(Beginning of Text excerpt)

Personally, and from my own experience I rather doubt your "advanced" (give me a break, Vince) ages are going to be any sort of hindrance.

Earthquakes are unlikely down here; sinkholes? Given the porous limestone that underlies a lot of Florida, perhaps but don't stay away because of that.

Houses and other structures in Florida usually have to meet/exceed certain standards for decent insurance rates; there are particular requirements for how a roof is attached to a structure but that's one of the things you'll become an expert about.

In terms of places like The Villages, be very aware of the location in terms of winter temperatures (they'll be a LOT easier to deal with as opposed to what you are used to) in Central vs other parts of Florida.

It sounds as if you want something which includes grounds and other maintenance (fees can vary tremendously, believe me).

(End of Text excerpt)
(Beginning of Entries supplied)

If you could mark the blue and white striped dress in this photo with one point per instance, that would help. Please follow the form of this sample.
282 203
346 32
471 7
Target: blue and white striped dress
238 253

(End of Entries supplied)

▶ **Problem**
Write out the stretch of the post about moving to Florida from "Earthquakes are unlikely" through "tremendously, believe me).". These entries were taken from a separate source.

▶ **Solution below**
Earthquakes are unlikely down here; sinkholes? Given the porous limestone that underlies a lot of Florida, perhaps but don't stay away because of that.

Houses and other structures in Florida usually have to meet/exceed certain standards for decent insurance rates; there are particular requirements for how a roof is attached to a structure but that's one of the things you'll become an expert about.

In terms of places like The Villages, be very aware of the location in terms of winter temperatures (they'll be a LOT easier to deal with as opposed to what you are used to) in Central vs other parts of Florida.

It sounds as if you want something which includes grounds and other maintenance (fees can vary tremendously, believe me).